-- Text provided --
## START

I stopped driving a long six months ago. Even after all this time, I still find myself thinking nearly every day, “I’ll just run into town and…”
Then I catch myself and remember I gave my word I would not drive anymore. And I sigh.
I agreed to stop driving because my children were concerned. Beth had noticed what she called poor judgement and my periodic disorientation in traffic, and she had discussed it with my son, Steven. After he agreed with her assessment, Steven confronted me during a visit we made to his home in Boston.
“Mom, I think it’s time you give up driving,” he said while holding my hand.
I resisted, defended, and tried to negotiate. “I’ll only drive in Winona. I won’t drive with anyone else in the car.” But Steven persisted.
“Mom,” he said softly, “remember what you asked the EMTs immediately after your accident?”

## END

-- Problems --
[A] Summarize the passage about giving up driving in two sentences.
[B] Report each line of the records that contains the word "market".

-- Dataset content --
## START

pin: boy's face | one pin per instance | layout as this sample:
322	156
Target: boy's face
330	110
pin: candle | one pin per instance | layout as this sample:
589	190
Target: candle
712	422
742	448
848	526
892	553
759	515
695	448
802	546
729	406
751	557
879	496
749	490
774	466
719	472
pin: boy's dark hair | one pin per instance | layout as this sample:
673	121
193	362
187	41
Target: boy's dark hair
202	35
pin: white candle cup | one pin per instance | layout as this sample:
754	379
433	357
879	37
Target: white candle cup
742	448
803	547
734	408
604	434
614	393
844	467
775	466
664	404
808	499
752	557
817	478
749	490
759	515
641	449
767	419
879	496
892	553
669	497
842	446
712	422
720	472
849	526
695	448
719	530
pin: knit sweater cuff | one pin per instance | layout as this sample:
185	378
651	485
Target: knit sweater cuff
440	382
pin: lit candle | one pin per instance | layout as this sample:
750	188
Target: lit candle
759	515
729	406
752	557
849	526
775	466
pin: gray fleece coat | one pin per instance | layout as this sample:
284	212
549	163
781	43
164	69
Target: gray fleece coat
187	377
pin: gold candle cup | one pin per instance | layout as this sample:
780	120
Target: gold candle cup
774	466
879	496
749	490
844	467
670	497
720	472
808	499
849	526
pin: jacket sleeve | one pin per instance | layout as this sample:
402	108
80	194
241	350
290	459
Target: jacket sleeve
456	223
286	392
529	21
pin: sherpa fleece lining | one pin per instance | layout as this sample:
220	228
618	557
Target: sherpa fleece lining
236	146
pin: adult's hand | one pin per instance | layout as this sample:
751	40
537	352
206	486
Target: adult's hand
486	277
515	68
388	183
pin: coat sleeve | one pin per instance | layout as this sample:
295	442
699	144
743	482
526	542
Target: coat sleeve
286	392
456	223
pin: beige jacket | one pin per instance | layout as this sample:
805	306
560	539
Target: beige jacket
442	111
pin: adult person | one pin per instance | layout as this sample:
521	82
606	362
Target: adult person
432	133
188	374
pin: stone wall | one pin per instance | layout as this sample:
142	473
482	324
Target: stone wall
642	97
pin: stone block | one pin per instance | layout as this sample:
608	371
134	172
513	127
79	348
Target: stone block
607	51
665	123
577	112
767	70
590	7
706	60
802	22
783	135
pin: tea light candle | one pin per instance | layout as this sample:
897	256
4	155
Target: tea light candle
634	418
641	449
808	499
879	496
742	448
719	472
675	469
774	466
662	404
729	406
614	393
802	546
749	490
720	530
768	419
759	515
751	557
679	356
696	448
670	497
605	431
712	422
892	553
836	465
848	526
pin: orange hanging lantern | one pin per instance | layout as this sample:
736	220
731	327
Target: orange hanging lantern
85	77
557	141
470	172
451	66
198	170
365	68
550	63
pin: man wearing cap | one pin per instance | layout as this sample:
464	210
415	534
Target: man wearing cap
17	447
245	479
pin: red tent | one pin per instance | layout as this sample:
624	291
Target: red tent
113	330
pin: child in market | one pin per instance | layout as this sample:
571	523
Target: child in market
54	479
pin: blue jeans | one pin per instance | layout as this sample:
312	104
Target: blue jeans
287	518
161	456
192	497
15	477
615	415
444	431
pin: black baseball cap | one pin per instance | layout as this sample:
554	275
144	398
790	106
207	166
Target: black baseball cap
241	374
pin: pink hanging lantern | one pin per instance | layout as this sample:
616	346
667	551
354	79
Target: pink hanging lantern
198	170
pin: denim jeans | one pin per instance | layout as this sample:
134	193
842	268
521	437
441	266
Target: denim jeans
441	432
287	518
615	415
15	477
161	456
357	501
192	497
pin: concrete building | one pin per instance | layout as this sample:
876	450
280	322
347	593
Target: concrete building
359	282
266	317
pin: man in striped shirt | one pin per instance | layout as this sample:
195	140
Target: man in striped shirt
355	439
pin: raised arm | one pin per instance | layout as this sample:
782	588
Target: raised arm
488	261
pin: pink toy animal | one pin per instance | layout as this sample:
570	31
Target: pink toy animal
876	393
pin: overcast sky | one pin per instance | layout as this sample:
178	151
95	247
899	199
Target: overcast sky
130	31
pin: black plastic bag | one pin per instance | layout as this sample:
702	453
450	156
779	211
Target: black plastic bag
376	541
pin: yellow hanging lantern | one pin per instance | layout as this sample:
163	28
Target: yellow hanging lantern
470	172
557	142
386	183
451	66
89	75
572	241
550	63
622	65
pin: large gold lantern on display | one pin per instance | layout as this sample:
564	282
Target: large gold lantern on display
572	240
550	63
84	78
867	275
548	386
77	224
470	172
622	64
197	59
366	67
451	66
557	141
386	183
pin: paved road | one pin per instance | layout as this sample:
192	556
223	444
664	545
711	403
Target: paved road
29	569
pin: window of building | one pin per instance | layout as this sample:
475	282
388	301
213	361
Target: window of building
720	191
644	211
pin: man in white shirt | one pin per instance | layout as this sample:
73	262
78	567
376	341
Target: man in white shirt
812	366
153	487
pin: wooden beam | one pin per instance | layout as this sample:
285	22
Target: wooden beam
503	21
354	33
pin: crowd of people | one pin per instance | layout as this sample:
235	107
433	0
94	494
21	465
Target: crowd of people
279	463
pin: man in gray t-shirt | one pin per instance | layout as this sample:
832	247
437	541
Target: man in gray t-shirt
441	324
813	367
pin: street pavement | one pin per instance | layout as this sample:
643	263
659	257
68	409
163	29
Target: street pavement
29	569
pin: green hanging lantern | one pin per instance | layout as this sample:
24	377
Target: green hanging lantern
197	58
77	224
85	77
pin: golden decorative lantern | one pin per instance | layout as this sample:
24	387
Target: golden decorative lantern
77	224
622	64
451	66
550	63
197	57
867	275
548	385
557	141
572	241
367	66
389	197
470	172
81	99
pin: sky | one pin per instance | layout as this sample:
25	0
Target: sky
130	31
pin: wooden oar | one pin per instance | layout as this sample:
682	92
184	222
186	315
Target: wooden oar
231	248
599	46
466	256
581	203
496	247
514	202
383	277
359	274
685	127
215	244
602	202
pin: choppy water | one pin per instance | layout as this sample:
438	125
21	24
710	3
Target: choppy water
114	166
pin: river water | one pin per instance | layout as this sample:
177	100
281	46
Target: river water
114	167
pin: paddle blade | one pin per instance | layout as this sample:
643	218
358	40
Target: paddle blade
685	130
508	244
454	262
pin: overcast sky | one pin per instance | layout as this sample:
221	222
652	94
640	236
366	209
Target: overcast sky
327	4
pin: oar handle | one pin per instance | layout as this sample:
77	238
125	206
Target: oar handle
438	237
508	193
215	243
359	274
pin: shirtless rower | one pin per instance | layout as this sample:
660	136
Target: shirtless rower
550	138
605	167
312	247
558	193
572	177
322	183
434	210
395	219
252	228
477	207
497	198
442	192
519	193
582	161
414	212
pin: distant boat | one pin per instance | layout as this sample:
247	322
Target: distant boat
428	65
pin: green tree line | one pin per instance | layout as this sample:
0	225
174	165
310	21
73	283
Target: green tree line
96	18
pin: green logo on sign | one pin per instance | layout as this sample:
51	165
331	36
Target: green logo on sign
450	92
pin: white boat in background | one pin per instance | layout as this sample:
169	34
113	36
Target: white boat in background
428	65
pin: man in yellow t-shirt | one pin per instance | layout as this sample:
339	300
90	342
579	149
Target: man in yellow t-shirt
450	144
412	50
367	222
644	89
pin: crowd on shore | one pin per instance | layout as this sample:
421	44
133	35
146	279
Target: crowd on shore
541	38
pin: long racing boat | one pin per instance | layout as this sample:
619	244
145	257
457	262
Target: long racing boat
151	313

## END

-- Worked solutions --
[A] Six months after giving up driving, the narrator still thinks nearly every day of running into town before remembering the promise not to drive. The narrator's daughter Beth had noticed poor judgment and periodic disorientation in traffic, and the son Steven, agreeing with her, urged the narrator to stop during a visit to his Boston home and persisted despite attempts to negotiate.

[B]
pin: child in market | one pin per instance | layout as this sample:
Target: child in market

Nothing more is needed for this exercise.